TASK DETAILS – Present all of the rows below as a numbered list, leaving out any blank lines.
--- START OF TASK DATA ---
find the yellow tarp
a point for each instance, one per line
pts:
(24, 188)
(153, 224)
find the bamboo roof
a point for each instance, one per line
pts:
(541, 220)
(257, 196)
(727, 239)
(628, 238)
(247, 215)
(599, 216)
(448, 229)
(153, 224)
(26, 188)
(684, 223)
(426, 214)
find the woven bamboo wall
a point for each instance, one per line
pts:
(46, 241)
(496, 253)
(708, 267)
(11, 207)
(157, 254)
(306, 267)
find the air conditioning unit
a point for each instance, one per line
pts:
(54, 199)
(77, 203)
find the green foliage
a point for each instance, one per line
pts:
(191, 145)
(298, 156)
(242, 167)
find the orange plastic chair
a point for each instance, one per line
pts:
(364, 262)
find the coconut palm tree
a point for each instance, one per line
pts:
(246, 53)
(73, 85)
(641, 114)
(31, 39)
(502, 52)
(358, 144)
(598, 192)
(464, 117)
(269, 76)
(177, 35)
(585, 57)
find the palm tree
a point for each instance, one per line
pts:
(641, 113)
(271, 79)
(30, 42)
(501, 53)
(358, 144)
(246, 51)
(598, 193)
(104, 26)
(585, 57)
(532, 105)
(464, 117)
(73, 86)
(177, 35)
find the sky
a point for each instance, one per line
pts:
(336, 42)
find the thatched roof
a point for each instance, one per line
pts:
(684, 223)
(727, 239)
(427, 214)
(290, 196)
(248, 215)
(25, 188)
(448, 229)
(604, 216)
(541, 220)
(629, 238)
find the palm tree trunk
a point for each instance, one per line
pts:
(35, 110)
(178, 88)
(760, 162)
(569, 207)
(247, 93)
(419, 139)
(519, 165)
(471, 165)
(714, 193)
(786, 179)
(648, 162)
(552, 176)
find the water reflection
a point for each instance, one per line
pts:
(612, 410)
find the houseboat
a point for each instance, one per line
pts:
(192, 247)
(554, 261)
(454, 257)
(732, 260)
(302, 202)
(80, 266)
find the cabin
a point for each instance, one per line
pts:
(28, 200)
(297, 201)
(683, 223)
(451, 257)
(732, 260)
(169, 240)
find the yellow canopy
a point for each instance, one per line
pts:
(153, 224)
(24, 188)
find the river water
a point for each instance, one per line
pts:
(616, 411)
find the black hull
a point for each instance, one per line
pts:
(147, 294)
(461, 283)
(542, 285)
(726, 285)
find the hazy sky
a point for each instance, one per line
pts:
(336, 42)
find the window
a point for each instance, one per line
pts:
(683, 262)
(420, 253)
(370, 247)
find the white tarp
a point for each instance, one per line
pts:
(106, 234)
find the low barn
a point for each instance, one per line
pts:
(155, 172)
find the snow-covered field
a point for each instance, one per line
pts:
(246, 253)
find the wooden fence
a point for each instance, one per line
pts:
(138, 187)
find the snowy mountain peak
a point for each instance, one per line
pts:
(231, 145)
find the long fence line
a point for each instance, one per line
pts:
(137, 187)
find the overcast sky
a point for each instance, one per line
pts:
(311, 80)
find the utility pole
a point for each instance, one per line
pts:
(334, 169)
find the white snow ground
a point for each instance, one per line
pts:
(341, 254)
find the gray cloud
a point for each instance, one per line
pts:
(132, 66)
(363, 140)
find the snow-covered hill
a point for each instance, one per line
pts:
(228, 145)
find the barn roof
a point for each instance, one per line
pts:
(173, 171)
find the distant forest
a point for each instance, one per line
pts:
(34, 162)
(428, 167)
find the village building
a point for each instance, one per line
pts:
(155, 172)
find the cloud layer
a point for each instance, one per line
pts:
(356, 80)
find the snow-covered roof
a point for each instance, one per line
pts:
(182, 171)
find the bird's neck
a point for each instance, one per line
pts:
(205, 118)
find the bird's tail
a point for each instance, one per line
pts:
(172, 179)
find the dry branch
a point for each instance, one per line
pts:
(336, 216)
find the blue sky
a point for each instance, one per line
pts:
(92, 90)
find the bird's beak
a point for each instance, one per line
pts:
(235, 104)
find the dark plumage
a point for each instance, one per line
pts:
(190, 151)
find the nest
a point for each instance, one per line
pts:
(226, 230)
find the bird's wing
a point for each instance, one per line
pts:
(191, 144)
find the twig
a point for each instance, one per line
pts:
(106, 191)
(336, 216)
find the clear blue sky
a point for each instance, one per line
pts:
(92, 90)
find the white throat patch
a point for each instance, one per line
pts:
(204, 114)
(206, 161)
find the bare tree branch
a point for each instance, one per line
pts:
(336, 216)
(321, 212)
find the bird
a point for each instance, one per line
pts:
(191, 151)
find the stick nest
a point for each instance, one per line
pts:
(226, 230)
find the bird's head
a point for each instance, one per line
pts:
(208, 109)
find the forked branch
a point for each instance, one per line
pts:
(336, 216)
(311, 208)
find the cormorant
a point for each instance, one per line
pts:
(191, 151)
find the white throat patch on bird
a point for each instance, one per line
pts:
--- END OF TASK DATA ---
WRITTEN ANSWER –
1. find the yellow tarp
2. a point for each instance, one per line
3. pts:
4. (24, 188)
5. (153, 224)
6. find the bamboo roof
7. a point for each instance, one per line
8. pts:
9. (541, 220)
10. (257, 196)
11. (727, 239)
12. (628, 238)
13. (247, 215)
14. (599, 216)
15. (448, 229)
16. (153, 224)
17. (26, 188)
18. (684, 223)
19. (426, 214)
20. find the woven bamboo wall
21. a point for each instance, one per line
22. pts:
23. (46, 241)
24. (496, 253)
25. (708, 267)
26. (11, 207)
27. (157, 254)
28. (306, 267)
29. find the air conditioning unit
30. a point for each instance, one per line
31. pts:
32. (54, 199)
33. (77, 203)
34. find the green foliage
35. a point for each instance, one per line
36. pts:
37. (191, 145)
38. (298, 156)
39. (242, 167)
40. find the orange plastic chair
41. a point for each instance, one per line
42. pts:
43. (364, 262)
44. find the coconut palm tree
45. a point for each instance, one per line
46. pts:
47. (246, 53)
48. (73, 85)
49. (641, 114)
50. (31, 39)
51. (502, 52)
52. (358, 144)
53. (598, 192)
54. (464, 117)
55. (269, 76)
56. (177, 35)
57. (585, 57)
58. find the palm tree
59. a point for each instance, one per line
60. pts:
61. (641, 113)
62. (271, 79)
63. (30, 42)
64. (501, 53)
65. (358, 144)
66. (246, 51)
67. (598, 193)
68. (104, 26)
69. (585, 57)
70. (532, 105)
71. (464, 117)
72. (73, 86)
73. (177, 35)
74. find the sky
75. a point for each instance, one per line
76. pts:
77. (336, 42)
78. find the thatched roof
79. a point for each instance, one per line
80. pts:
81. (684, 223)
82. (727, 239)
83. (427, 214)
84. (290, 196)
85. (248, 215)
86. (25, 188)
87. (448, 229)
88. (604, 216)
89. (541, 220)
90. (629, 238)
91. find the palm tree trunk
92. a point for each instance, one per line
93. pts:
94. (35, 110)
95. (178, 88)
96. (760, 162)
97. (569, 207)
98. (247, 93)
99. (419, 139)
100. (519, 165)
101. (471, 165)
102. (714, 193)
103. (786, 179)
104. (648, 162)
105. (552, 176)
106. find the water reflection
107. a point for each instance, one per line
108. pts:
109. (612, 410)
110. find the houseboat
111. a point for each instance, one per line
112. pts:
113. (192, 247)
114. (554, 261)
115. (454, 257)
116. (732, 260)
117. (302, 202)
118. (80, 266)
119. find the cabin
120. a point for each instance, one per line
121. pts:
122. (28, 200)
123. (297, 201)
124. (683, 223)
125. (451, 257)
126. (732, 260)
127. (169, 240)
128. find the yellow canopy
129. a point for each instance, one per line
130. pts:
131. (153, 224)
132. (24, 188)
133. find the river water
134. a point for each instance, one per line
135. pts:
136. (616, 411)
137. find the black hull
138. a point for each instance, one per line
139. pts:
140. (147, 294)
141. (461, 283)
142. (542, 285)
143. (726, 285)
144. find the hazy sky
145. a point for each instance, one per line
146. pts:
147. (336, 42)
148. find the window
149. a point for each instance, one per line
150. pts:
151. (683, 262)
152. (420, 253)
153. (370, 247)
154. find the white tarp
155. a point for each instance, one per line
156. pts:
157. (106, 234)
158. find the low barn
159. a point for each instance, one per line
160. pts:
161. (155, 172)
162. find the snow-covered field
163. a point for each instance, one per line
164. pts:
165. (246, 253)
166. find the wooden fence
167. a point for each instance, one per line
168. pts:
169. (138, 187)
170. find the snowy mountain peak
171. a point for each instance, one per line
172. pts:
173. (231, 145)
174. find the long fence line
175. a point for each instance, one per line
176. pts:
177. (137, 187)
178. find the overcast sky
179. a point for each instance, one per line
180. pts:
181. (311, 80)
182. find the utility pole
183. a point for each instance, one per line
184. pts:
185. (334, 169)
186. find the white snow ground
187. a point for each instance, one per line
188. pts:
189. (341, 254)
190. find the gray cloud
191. a point for each instance, one per line
192. pts:
193. (132, 66)
194. (363, 140)
195. find the snow-covered hill
196. a point for each instance, one per line
197. pts:
198. (228, 145)
199. find the barn roof
200. a point for each instance, one per line
201. pts:
202. (173, 171)
203. find the distant forest
204. a point for each instance, one per line
205. pts:
206. (34, 162)
207. (428, 167)
208. find the village building
209. a point for each instance, one per line
210. pts:
211. (155, 172)
212. find the cloud layer
213. a point for each instance, one per line
214. pts:
215. (356, 80)
216. find the snow-covered roof
217. a point for each instance, one per line
218. pts:
219. (182, 171)
220. find the bird's neck
221. a point for each instance, one per line
222. pts:
223. (205, 118)
224. find the bird's tail
225. a point for each instance, one per line
226. pts:
227. (172, 179)
228. find the dry branch
229. a point for each instance, one per line
230. pts:
231. (336, 216)
232. find the blue sky
233. a point for each instance, one per line
234. pts:
235. (92, 90)
236. find the bird's beak
237. a point for each instance, one per line
238. pts:
239. (235, 104)
240. find the dark plumage
241. a point for each instance, one per line
242. pts:
243. (190, 151)
244. find the nest
245. a point for each instance, one per line
246. pts:
247. (226, 230)
248. find the bird's wing
249. a point for each instance, one per line
250. pts:
251. (191, 144)
252. find the twig
253. a point for each instance, one per line
254. pts:
255. (106, 191)
256. (336, 216)
257. find the clear blue sky
258. a point for each instance, one per line
259. pts:
260. (92, 90)
261. find the white throat patch
262. a point for each instance, one per line
263. pts:
264. (204, 114)
265. (206, 161)
266. find the bare tree branch
267. a point for each instance, one per line
268. pts:
269. (336, 216)
270. (321, 212)
271. find the bird
272. a point for each instance, one per line
273. pts:
274. (191, 151)
275. find the stick nest
276. a point for each instance, one per line
277. pts:
278. (226, 230)
279. find the bird's head
280. a point for each instance, one per line
281. pts:
282. (208, 109)
283. find the forked branch
284. a point for each instance, one per line
285. pts:
286. (336, 216)
287. (311, 208)
288. find the cormorant
289. a point for each instance, one per line
290. pts:
291. (191, 151)
292. find the white throat patch on bird
293. a point for each instance, one per line
294. pts:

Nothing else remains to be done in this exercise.